[[ Material supplied open ]]

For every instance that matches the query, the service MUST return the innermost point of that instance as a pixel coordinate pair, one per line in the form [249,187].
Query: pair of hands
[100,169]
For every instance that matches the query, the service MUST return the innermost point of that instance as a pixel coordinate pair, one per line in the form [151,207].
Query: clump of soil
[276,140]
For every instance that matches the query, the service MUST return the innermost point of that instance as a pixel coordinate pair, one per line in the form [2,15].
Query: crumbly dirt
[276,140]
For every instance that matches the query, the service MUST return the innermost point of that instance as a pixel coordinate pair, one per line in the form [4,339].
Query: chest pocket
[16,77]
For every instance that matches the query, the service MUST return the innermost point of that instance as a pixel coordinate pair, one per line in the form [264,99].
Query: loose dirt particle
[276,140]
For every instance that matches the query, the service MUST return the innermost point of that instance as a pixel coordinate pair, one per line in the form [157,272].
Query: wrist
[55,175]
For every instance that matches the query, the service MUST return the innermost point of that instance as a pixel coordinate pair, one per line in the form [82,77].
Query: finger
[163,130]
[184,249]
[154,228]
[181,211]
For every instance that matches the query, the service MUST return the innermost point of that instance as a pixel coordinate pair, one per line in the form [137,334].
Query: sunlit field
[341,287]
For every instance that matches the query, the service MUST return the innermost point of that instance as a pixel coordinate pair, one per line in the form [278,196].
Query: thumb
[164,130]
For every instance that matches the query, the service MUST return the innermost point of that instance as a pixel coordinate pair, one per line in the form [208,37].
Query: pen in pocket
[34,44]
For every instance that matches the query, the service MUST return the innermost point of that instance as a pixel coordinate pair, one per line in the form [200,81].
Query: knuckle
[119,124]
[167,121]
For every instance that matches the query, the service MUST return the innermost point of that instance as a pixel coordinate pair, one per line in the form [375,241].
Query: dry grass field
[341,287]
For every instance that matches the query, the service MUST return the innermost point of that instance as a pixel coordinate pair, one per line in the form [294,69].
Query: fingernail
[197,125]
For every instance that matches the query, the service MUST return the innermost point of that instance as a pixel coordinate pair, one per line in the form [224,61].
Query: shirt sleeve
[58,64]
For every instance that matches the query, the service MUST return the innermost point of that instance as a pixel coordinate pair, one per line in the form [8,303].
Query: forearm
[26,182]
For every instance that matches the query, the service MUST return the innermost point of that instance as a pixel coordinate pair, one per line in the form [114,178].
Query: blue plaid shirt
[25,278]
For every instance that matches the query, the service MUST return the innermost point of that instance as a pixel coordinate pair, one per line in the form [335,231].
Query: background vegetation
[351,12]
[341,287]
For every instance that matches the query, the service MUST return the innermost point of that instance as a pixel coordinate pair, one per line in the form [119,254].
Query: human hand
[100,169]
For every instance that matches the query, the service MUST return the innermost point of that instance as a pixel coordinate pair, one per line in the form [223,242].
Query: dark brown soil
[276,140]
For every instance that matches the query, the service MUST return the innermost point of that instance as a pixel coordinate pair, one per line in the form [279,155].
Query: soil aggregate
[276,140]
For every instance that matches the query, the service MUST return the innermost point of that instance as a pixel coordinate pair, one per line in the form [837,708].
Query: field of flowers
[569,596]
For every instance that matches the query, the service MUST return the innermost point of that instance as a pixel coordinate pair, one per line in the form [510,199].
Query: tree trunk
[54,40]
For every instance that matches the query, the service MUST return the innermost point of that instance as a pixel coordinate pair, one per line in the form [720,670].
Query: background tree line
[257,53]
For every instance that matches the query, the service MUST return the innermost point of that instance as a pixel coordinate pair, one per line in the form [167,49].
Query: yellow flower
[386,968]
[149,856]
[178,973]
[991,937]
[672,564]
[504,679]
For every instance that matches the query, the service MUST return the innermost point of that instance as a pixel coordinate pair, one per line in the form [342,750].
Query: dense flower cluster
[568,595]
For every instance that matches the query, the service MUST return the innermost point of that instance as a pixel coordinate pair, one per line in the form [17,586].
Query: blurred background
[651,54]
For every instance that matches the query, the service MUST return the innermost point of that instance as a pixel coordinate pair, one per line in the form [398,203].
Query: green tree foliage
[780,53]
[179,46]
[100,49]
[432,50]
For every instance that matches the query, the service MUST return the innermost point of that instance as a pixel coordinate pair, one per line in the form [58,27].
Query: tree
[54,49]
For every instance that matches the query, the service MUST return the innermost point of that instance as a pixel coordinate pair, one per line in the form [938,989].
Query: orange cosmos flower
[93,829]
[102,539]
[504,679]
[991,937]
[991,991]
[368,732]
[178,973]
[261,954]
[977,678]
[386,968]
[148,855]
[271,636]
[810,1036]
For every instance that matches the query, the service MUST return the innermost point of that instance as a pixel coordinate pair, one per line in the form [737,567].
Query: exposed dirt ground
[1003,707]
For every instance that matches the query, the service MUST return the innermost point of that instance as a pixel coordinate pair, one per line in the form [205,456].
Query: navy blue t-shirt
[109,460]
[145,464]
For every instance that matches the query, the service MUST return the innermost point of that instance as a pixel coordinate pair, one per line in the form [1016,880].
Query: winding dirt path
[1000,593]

[[ Material supplied closed ]]

What is wanted is the full set of entries above, reproduced exactly.

For every instance that matches the query, the service MUST return the innermost point of that instance as a pixel coordinate pair, one per line in the form [249,187].
Query: pair of hands
[100,169]
For every instance that matches the query, the service MUST return the innermost point of that instance as a pixel coordinate pair, one per line in the form [151,207].
Query: clump of soil
[276,140]
For every instance that matches the query, the service MUST return the innermost point of that instance as a pixel coordinate pair, one per line in the form [2,15].
Query: crumbly dirt
[276,140]
For every instance that matches the query, the service MUST return the innermost point of that instance as a pixel coordinate pair, one per line in the form [4,339].
Query: chest pocket
[16,77]
For every instance that matches the query, the service MUST return the innermost point of that instance as a pixel coordinate pair, one per line in the form [264,99].
Query: loose dirt particle
[276,140]
For every instance that matches the query, the service MUST return the innermost point of that instance as a pixel coordinate pair, one per line in the form [157,272].
Query: wrist
[55,175]
For every instance that matches the query, the service MUST return the innermost point of that instance as a pixel coordinate pair, one per line in the form [82,77].
Query: finger
[163,130]
[184,249]
[154,228]
[181,211]
For every instance that matches the query, the service MUST return the innermost point of that instance as a pixel coordinate pair, one per line in the form [137,334].
Query: sunlit field
[341,287]
For every instance that matches the query, the service MUST return the innermost point of that instance as a pixel coordinate pair, one per line in the form [278,196].
Query: thumb
[164,130]
For every instance that matches the query, the service MUST return the innermost point of that instance as a pixel coordinate pair, one per line in the form [208,37].
Query: pen in pocket
[34,44]
For every instance that matches the query, the service MUST return the innermost point of that instance as a pixel coordinate pair, one per line in the form [200,81].
Query: knuckle
[119,124]
[167,121]
For every instance that matches the query, the service MUST return the innermost point of that instance as a pixel coordinate pair, one per line in the form [375,241].
Query: dry grass field
[341,287]
For every instance that matches the query, the service MUST return the innermost point of that instance as a pixel coordinate pair, one per line in the form [294,69].
Query: fingernail
[197,125]
For every instance that matches the query, the service MUST return the innermost point of that instance as a pixel coordinate pair, one per line in the form [224,61].
Query: shirt sleeve
[58,64]
For every instance that matches the query, the service MUST return the innermost point of that instance as a pixel coordinate pair, one per line in the form [8,303].
Query: forearm
[26,182]
For every instance that matches the query, the service MUST return the innermost point of that instance as a pixel coordinate pair, one per line in the form [114,178].
Query: blue plaid shirt
[25,278]
For every instance that matches the query, the service MUST return the innermost point of that instance as a pixel coordinate pair, one per line in the form [335,231].
Query: background vegetation
[351,12]
[341,287]
For every instance that matches the query, the service MUST return the innermost point of that instance as a pixel coordinate pair, one per line in the form [119,254].
Query: human hand
[100,169]
For every instance that matches the query, the service MUST return the innermost point of that instance as a pixel coordinate pair, one per line in the form [223,242].
Query: dark brown soil
[276,140]
For every instance that matches the query, the service MUST return the innermost point of that instance as a pixel coordinate pair, one per line in the form [279,155].
Query: soil aggregate
[276,140]
For every instance that matches the query, the service MUST return the innermost point of that instance as a pixel coordinate pair, one per line in the form [837,708].
Query: field of flowers
[569,596]
For every instance that matches the query, the service MUST return the innermost point of that instance as a pixel coordinate pair, one per line in the form [510,199].
Query: tree trunk
[54,40]
For every instance that matches the query, the service MUST return the innermost point of that instance as a pixel coordinate pair, one per line in the form [720,670].
Query: background tree line
[257,53]
For every instance that matches the query, the service MUST return the innermost point of that instance as a pixel coordinate pair, one per line in the form [167,49].
Query: yellow flower
[386,968]
[149,856]
[178,973]
[991,937]
[672,564]
[504,679]
For every instance that matches the query, the service MUST return the innermost point of that instance as a pixel coordinate pair, one per line in the form [342,750].
Query: dense flower cluster
[568,595]
For every instance that matches the query, the service MUST return the innermost point of that instance as a pixel coordinate pair, one per line in the form [17,586].
Query: blurred background
[651,54]
For every instance that matches the query, the service MUST return the innermost point of that instance as a pixel coordinate pair, one per line in the form [398,203].
Query: green tree foliage
[780,53]
[179,46]
[100,49]
[432,50]
For every instance that matches the query, the service MUST return the innermost point of that instance as a pixel coordinate pair, one per line in the form [58,27].
Query: tree
[54,49]
For every instance that matches the query, the service MUST return the innermost point of that instance as a pixel coordinate pair, one per line in the form [938,989].
Query: orange cosmos flower
[93,829]
[102,539]
[504,679]
[991,937]
[991,991]
[368,732]
[178,973]
[261,954]
[977,678]
[386,968]
[148,855]
[271,636]
[810,1036]
For every instance that matches the query, the service MUST return the innermost point of that instance as a pixel coordinate pair, one per line in the form [737,567].
Query: exposed dirt ground
[1003,707]
For every instance that matches the query, the service MUST return the innermost point of that instance as a pixel coordinate pair, one per line in the form [205,456].
Query: navy blue t-shirt
[109,460]
[145,464]
For every instance that matches the query, the service MUST return the innermost point of that instance as a pixel coordinate pair, one per line in the form [1016,880].
Query: winding dirt path
[1000,593]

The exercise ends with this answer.